— Begin —

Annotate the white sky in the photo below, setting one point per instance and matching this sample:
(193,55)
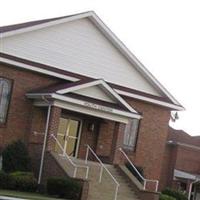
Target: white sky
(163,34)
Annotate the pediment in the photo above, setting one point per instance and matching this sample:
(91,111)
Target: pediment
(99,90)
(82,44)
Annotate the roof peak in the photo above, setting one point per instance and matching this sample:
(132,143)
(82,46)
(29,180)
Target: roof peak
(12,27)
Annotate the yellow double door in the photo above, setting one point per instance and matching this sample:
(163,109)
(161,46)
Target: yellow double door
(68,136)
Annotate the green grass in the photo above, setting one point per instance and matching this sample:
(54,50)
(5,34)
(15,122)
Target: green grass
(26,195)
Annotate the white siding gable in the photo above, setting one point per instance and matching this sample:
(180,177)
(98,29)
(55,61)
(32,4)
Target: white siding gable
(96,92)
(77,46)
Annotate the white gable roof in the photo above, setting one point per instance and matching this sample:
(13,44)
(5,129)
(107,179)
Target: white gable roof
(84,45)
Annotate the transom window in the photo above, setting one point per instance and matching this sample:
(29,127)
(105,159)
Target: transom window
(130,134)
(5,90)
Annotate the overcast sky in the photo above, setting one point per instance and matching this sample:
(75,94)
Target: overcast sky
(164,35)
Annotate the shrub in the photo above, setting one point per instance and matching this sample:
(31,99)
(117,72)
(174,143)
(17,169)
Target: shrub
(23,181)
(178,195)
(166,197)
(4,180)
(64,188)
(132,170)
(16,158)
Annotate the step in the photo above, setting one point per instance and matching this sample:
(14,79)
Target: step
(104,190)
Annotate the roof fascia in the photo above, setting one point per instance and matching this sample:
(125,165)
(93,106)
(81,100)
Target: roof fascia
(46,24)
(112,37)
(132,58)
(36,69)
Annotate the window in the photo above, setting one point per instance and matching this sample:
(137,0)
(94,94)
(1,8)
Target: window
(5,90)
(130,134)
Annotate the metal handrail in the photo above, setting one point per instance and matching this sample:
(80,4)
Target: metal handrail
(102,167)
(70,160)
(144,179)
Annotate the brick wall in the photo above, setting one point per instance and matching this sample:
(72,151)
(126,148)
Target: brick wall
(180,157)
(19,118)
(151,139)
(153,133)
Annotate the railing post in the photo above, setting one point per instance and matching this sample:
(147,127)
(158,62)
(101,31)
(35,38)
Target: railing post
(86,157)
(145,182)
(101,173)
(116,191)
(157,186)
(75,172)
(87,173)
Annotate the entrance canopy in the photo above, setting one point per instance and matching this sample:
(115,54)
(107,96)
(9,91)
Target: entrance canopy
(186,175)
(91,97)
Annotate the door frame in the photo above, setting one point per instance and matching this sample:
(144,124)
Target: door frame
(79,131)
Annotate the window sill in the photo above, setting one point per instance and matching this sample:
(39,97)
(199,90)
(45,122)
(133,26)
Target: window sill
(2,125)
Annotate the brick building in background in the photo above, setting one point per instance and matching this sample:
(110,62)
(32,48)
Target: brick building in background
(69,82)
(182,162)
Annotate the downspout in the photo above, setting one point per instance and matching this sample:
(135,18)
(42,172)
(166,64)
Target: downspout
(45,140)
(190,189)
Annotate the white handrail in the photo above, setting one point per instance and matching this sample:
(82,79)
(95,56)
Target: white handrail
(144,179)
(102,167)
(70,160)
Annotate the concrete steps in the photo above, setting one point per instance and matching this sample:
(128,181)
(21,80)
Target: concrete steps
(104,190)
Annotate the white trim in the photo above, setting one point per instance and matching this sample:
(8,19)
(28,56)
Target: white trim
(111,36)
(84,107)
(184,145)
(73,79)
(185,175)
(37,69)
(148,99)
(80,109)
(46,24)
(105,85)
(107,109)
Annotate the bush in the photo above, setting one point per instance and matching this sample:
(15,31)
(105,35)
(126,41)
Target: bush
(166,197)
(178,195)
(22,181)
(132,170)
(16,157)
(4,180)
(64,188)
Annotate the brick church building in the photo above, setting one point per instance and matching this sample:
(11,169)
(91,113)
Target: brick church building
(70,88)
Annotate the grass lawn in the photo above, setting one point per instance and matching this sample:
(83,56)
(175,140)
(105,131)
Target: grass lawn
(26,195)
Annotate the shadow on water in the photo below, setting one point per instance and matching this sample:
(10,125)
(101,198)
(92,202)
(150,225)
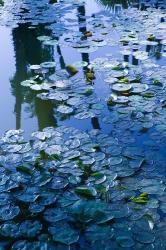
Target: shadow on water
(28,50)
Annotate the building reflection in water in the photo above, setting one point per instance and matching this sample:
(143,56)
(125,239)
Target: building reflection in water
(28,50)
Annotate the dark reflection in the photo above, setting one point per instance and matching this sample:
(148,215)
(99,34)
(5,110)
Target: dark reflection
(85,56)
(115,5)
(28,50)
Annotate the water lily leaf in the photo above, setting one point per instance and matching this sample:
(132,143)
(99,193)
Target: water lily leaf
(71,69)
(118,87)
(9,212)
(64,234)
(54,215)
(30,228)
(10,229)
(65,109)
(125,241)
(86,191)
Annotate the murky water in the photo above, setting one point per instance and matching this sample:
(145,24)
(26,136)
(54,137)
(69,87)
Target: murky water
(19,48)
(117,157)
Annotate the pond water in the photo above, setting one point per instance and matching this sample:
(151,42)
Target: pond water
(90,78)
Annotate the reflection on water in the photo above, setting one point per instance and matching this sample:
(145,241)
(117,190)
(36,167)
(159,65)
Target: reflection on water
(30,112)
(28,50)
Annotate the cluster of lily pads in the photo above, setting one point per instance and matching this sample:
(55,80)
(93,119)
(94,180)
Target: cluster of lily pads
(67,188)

— End —

**Exercise objective**. Output every row above as a JSON list of strings, one string per line, with blank lines omitted. Leave the pictures out.

**Answer for this exercise**.
[
  "Annotate the white sky in the photo below, setting one point per instance and matching this sample:",
  "(193,55)",
  "Target: white sky",
  "(163,34)",
  "Annotate the pediment in the photo above, setting one point per instance and matching this sample:",
  "(91,111)",
  "Target: pediment",
  "(99,90)",
  "(82,44)",
  "Annotate the roof peak in the photo above, setting one point per instance and matching this sample:",
  "(132,143)",
  "(82,46)",
  "(29,180)",
  "Target: roof peak",
  "(12,27)",
  "Annotate the yellow double door in the photo above, setting one point per instance and matching this sample:",
  "(163,109)",
  "(161,46)",
  "Target: yellow double door",
  "(68,136)",
  "Annotate the green grass in the photo above, setting one point per instance and matching this sample:",
  "(54,50)",
  "(5,34)",
  "(15,122)",
  "Target: green grass",
  "(26,195)",
  "Annotate the white siding gable in the photo above, setting one point per instance and matching this sample:",
  "(180,177)",
  "(98,29)",
  "(55,61)",
  "(32,4)",
  "Target: white siding gable",
  "(96,92)",
  "(77,46)",
  "Annotate the white gable roof in the photo above, setting one point per instance and matching this sample:",
  "(13,44)",
  "(5,129)",
  "(107,179)",
  "Target: white gable roof",
  "(84,45)",
  "Annotate the transom window in the photo above, setting one point per instance and matching this sample:",
  "(29,127)",
  "(105,159)",
  "Target: transom window",
  "(130,134)",
  "(5,90)",
  "Annotate the overcast sky in the photo above, setting one point per instance and matching this sample:",
  "(75,94)",
  "Target: overcast sky",
  "(164,35)",
  "Annotate the shrub in the photo above, setting one point per instance and matching this sample:",
  "(31,99)",
  "(117,72)",
  "(174,143)",
  "(17,169)",
  "Target: shrub",
  "(23,181)",
  "(178,195)",
  "(166,197)",
  "(4,180)",
  "(64,188)",
  "(132,170)",
  "(16,158)",
  "Annotate the step in the photo above, setting one point per instance and matching this sample:",
  "(14,79)",
  "Target: step",
  "(104,190)",
  "Annotate the roof fascia in the photo above, setting one point per instance and matching this sample:",
  "(125,165)",
  "(93,106)",
  "(81,100)",
  "Target: roof fascia",
  "(46,24)",
  "(112,37)",
  "(132,58)",
  "(36,69)",
  "Annotate the window in the photo above, setting one point per instance and matching this sample:",
  "(137,0)",
  "(94,94)",
  "(1,8)",
  "Target: window",
  "(5,90)",
  "(130,134)",
  "Annotate the metal handrail in the photo above, setting one point per instance and matching this sample:",
  "(80,4)",
  "Target: metal handrail",
  "(102,167)",
  "(70,160)",
  "(144,179)",
  "Annotate the brick wall in the photo above, setting one point per instance and matching this sample:",
  "(72,151)",
  "(126,148)",
  "Target: brick wall",
  "(180,157)",
  "(19,118)",
  "(151,139)",
  "(153,133)",
  "Annotate the railing post in the photo above, setting one point per instance and matching this sample:",
  "(147,127)",
  "(158,62)",
  "(101,31)",
  "(35,38)",
  "Target: railing post",
  "(86,157)",
  "(145,182)",
  "(101,173)",
  "(116,191)",
  "(157,186)",
  "(75,172)",
  "(87,173)",
  "Annotate the entrance canopy in the photo above, setting one point per instance and matching this sample:",
  "(115,54)",
  "(107,96)",
  "(9,91)",
  "Target: entrance canopy",
  "(186,175)",
  "(91,97)",
  "Annotate the door frame in the photo above, setting one point per instance and matching this sample:",
  "(144,124)",
  "Target: door frame",
  "(79,131)",
  "Annotate the window sill in the photo above, setting one point per instance and matching this sample:",
  "(39,97)",
  "(199,90)",
  "(45,122)",
  "(133,26)",
  "Target: window sill",
  "(2,125)",
  "Annotate the brick building in background in the photo above, setting one point per instance and matching this sample:",
  "(110,62)",
  "(32,48)",
  "Target: brick building in background",
  "(69,82)",
  "(182,162)",
  "Annotate the downspout in the photo above, setting one point per instance and matching this sample:",
  "(135,18)",
  "(42,172)",
  "(166,64)",
  "Target: downspout",
  "(45,140)",
  "(190,189)",
  "Annotate the white handrail in the photo above, setting one point per instance and matching this sample:",
  "(82,79)",
  "(95,56)",
  "Target: white handrail",
  "(144,179)",
  "(102,167)",
  "(70,160)",
  "Annotate the concrete steps in the photo above, setting one point per instance and matching this sample:",
  "(128,181)",
  "(21,80)",
  "Target: concrete steps",
  "(104,190)",
  "Annotate the white trim in the photo above, setting one point per instance and matching this sample:",
  "(8,19)",
  "(28,56)",
  "Target: white trim",
  "(111,36)",
  "(84,107)",
  "(184,145)",
  "(73,79)",
  "(185,175)",
  "(37,69)",
  "(148,99)",
  "(80,109)",
  "(46,24)",
  "(105,85)",
  "(107,109)",
  "Annotate the bush in the photo above, setting one point per instance and matching this sample:",
  "(15,31)",
  "(105,35)",
  "(126,41)",
  "Target: bush",
  "(166,197)",
  "(178,195)",
  "(22,181)",
  "(132,170)",
  "(16,157)",
  "(4,180)",
  "(64,188)",
  "Annotate the brick church building in the photo above, setting one point per instance and matching this sample:",
  "(11,169)",
  "(91,113)",
  "Target: brick church building",
  "(70,88)",
  "Annotate the grass lawn in the photo above, setting one point per instance and matching this sample:",
  "(83,56)",
  "(175,140)",
  "(105,131)",
  "Target: grass lawn",
  "(26,195)",
  "Annotate the shadow on water in the photo below, setting one point per instance and matching this sample:",
  "(10,125)",
  "(101,198)",
  "(92,202)",
  "(150,225)",
  "Target: shadow on water",
  "(28,50)",
  "Annotate the building reflection in water in the photo above, setting one point per instance and matching this sample:",
  "(143,56)",
  "(125,239)",
  "Target: building reflection in water",
  "(28,50)",
  "Annotate the dark reflection in the photo above, setting one point per instance and matching this sample:",
  "(148,215)",
  "(99,34)",
  "(5,110)",
  "Target: dark reflection",
  "(85,56)",
  "(115,5)",
  "(28,50)",
  "Annotate the water lily leaf in the photo above, setting one point per instance and matching this sample:",
  "(132,143)",
  "(99,193)",
  "Target: water lily leaf",
  "(71,69)",
  "(118,87)",
  "(9,212)",
  "(64,234)",
  "(54,215)",
  "(30,228)",
  "(10,229)",
  "(65,109)",
  "(125,241)",
  "(86,191)",
  "Annotate the murky water in the photo above, setting one point per instance and matching this sample:",
  "(145,24)",
  "(26,136)",
  "(54,137)",
  "(69,87)",
  "Target: murky water",
  "(19,48)",
  "(117,157)",
  "Annotate the pond water in the photo above, setting one point per instance and matching this sample:",
  "(151,42)",
  "Target: pond water",
  "(90,78)",
  "Annotate the reflection on water in the photo above, setting one point per instance and matching this sample:",
  "(145,241)",
  "(117,190)",
  "(36,167)",
  "(159,65)",
  "Target: reflection on water",
  "(30,112)",
  "(28,50)",
  "Annotate the cluster of lily pads in the photo above, setting one point per instance and matching this sample:",
  "(55,80)",
  "(93,119)",
  "(94,180)",
  "Target: cluster of lily pads",
  "(67,188)"
]